_PROBLEM_
Please report every line in the records below that contains the string "glass", copying each one in full.

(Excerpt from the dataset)
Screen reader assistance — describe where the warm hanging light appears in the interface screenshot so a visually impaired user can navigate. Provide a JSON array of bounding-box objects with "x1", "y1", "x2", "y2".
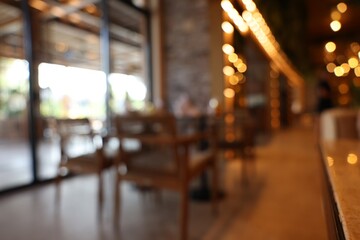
[
  {"x1": 222, "y1": 43, "x2": 235, "y2": 54},
  {"x1": 348, "y1": 57, "x2": 359, "y2": 68},
  {"x1": 326, "y1": 63, "x2": 336, "y2": 73},
  {"x1": 330, "y1": 10, "x2": 341, "y2": 21},
  {"x1": 336, "y1": 2, "x2": 347, "y2": 13},
  {"x1": 325, "y1": 42, "x2": 336, "y2": 53},
  {"x1": 221, "y1": 21, "x2": 234, "y2": 34},
  {"x1": 330, "y1": 20, "x2": 341, "y2": 32}
]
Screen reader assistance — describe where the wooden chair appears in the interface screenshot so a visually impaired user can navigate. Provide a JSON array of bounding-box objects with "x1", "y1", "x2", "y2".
[
  {"x1": 56, "y1": 118, "x2": 118, "y2": 208},
  {"x1": 213, "y1": 110, "x2": 255, "y2": 184},
  {"x1": 115, "y1": 113, "x2": 217, "y2": 240}
]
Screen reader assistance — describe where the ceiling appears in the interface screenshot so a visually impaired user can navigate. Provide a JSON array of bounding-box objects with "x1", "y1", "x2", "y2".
[{"x1": 0, "y1": 0, "x2": 145, "y2": 75}]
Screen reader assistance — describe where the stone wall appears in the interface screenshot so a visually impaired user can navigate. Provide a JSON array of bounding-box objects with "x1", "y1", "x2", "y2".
[{"x1": 163, "y1": 0, "x2": 211, "y2": 112}]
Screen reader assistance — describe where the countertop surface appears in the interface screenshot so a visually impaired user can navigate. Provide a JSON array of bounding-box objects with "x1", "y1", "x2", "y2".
[{"x1": 321, "y1": 139, "x2": 360, "y2": 239}]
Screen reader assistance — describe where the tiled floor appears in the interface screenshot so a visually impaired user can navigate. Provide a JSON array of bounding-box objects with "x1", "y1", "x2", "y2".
[{"x1": 0, "y1": 123, "x2": 327, "y2": 240}]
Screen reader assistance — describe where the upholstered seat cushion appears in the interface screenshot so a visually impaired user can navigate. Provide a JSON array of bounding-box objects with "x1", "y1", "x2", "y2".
[{"x1": 126, "y1": 148, "x2": 213, "y2": 174}]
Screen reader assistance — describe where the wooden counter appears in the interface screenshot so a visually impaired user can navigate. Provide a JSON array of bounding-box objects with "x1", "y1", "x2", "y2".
[{"x1": 320, "y1": 139, "x2": 360, "y2": 240}]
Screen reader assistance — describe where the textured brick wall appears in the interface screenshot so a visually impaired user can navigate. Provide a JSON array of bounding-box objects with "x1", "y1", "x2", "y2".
[{"x1": 163, "y1": 0, "x2": 211, "y2": 112}]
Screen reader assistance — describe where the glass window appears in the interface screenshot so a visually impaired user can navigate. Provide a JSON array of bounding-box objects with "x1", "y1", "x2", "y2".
[{"x1": 0, "y1": 1, "x2": 33, "y2": 190}]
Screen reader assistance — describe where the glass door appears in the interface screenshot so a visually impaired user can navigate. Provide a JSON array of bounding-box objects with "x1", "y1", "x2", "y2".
[
  {"x1": 0, "y1": 1, "x2": 33, "y2": 191},
  {"x1": 34, "y1": 1, "x2": 107, "y2": 180}
]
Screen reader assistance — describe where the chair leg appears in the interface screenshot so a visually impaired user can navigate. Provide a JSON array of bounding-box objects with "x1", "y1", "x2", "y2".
[
  {"x1": 211, "y1": 159, "x2": 219, "y2": 215},
  {"x1": 98, "y1": 171, "x2": 104, "y2": 218},
  {"x1": 55, "y1": 173, "x2": 62, "y2": 204},
  {"x1": 180, "y1": 184, "x2": 189, "y2": 240},
  {"x1": 114, "y1": 176, "x2": 121, "y2": 228}
]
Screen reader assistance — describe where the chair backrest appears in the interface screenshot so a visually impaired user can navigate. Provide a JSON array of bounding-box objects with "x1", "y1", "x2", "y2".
[
  {"x1": 114, "y1": 113, "x2": 179, "y2": 174},
  {"x1": 56, "y1": 118, "x2": 96, "y2": 158}
]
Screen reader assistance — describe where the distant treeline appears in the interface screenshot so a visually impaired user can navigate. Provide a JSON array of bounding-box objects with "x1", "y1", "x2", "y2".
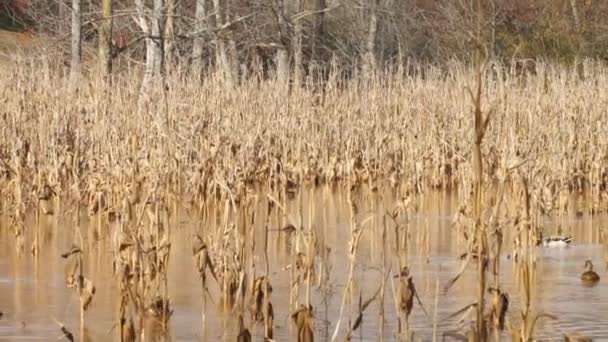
[{"x1": 0, "y1": 0, "x2": 608, "y2": 69}]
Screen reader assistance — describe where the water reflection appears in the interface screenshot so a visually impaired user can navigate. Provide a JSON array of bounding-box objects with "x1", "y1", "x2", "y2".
[{"x1": 0, "y1": 188, "x2": 608, "y2": 341}]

_SOLUTION_
Screen reader assistance — describe where the glass window appears in the interface screenshot so a visually impaired user can navigate. Provide a JSON array of bounding-box objects with "x1", "y1", "x2", "y2".
Screen reader assistance — describe where the glass door appears in the interface screenshot so a visually impaired user can navigate. Provide a JSON array of bounding-box objects with "x1", "y1", "x2", "y2".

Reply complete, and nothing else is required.